Work order
In the essay below on coping with fear for America's future, list every heading or sentence that ends with a question mark.

The worst thing I can imagine is myself dying with an epitaph: “born into a democracy; died under a dictator.” America will be swept aside and cast into the dustbin. Worse yet, we could descend into war or simply be auctioned off. If the level of incompetence is allowed to continue unabated our Nation cannot survive. We will fall into incompetence and corruption fueled purely by greed and malice.
Were it the malice of a foreign invaded, it wouldn’t hurt so much. This is the worst case, but little doubt that Trump 2.0 would be a giant shit show. Trump 1.0 was a shit show, but at least some adults with actual ethics were there to limit it. The adults are all gone now.
“An abnormal reaction to an abnormal situation is normal behavior.” ― Victor Frankl
How to Cope?
The thing to remember most of all is that none of us can control what is going to happen. This is the result of forces and events beyond any of our control We are taking part, but only in the smallest way. We are for the most part observers. We will react to the events and our lives will be shaped by them. The shape of the future will be drawn by what is about to occur. This is a big deal. Not knowing what this future holds is the source of the anxiety.
I think the first thing to put your arms around is that things will be bad no matter what. It is a matter of degree. History in the long run is on the side of all of this shit working out. The USA has survived many horrible events and eras. We have continued to exist and even thrive through it all. We will most likely muddle our way through this disaster. In a sense, this is the answer of tragic optimism. Nonetheless, this is a moment of peril for the USA not experienced since the Civil War. Even the fascist threat of World War two didn’t feature this level of threat. Now the fascist threat is inside our Nation. About half the voters seem okay with being led by that fascist.
“Forces beyond your control can take away everything you possess except one thing, your freedom to choose how you will respond to the situation.” ― Victor Frankl
Nonetheless, we should probably be OK, eventually. We’ve been alright before and weathered storms. The biggest question in that statement is how much blood will be shed to get us there. Can we navigate this crisis without killing a lot of our fellow citizens? Can we break the fever and start solving our very real problems in a rational, constructive way? The alternative is a rampant destruction of our institutions and governance followed by a reconstruction. At best, this will be a near-death experience. It will be a truly shitty way to exist.
Americans are fond of saying they hate the government. The thing is that our government is us, and not some separate entity. The lesson is that we hate ourselves. The choice is ours, but I’m not confident we have wisdom. It would be far better to rectify problems and create a government we can love and be proud of. A government that reflects the best of our people and our legacy. In about a week, the future will begin to show itself.

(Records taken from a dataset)
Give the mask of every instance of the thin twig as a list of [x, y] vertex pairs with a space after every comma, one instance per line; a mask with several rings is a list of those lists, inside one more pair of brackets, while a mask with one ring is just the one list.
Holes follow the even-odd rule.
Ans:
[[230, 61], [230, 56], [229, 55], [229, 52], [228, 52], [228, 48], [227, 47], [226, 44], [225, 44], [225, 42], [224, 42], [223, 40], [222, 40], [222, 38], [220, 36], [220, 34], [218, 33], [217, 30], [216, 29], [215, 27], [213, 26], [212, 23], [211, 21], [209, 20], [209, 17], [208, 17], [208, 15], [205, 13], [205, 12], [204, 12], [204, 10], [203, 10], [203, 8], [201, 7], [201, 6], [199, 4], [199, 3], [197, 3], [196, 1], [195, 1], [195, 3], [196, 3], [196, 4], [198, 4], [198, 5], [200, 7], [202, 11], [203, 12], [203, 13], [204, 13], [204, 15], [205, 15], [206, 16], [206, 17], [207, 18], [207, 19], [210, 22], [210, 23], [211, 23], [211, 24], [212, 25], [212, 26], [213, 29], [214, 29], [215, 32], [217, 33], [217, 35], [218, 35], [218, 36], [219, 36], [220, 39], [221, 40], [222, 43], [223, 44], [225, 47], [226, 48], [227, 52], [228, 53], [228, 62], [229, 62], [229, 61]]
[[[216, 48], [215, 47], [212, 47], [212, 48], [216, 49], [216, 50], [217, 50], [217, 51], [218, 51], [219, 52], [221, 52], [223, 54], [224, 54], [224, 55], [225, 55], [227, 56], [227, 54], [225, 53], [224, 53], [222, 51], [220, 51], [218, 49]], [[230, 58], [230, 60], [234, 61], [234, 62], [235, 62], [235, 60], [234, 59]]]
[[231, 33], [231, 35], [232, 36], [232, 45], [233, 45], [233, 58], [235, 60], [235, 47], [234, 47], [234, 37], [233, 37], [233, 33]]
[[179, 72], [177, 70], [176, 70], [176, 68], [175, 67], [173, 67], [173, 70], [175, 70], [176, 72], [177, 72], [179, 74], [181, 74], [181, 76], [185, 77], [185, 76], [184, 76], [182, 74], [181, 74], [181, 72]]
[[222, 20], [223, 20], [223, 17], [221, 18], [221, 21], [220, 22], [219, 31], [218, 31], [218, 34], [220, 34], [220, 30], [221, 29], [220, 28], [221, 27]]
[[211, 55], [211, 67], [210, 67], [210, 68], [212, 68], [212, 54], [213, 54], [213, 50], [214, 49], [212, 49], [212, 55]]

Response below
- How to Cope?
- Can we navigate this crisis without killing a lot of our fellow citizens?
- Can we break the fever and start solving our very real problems in a rational, constructive way?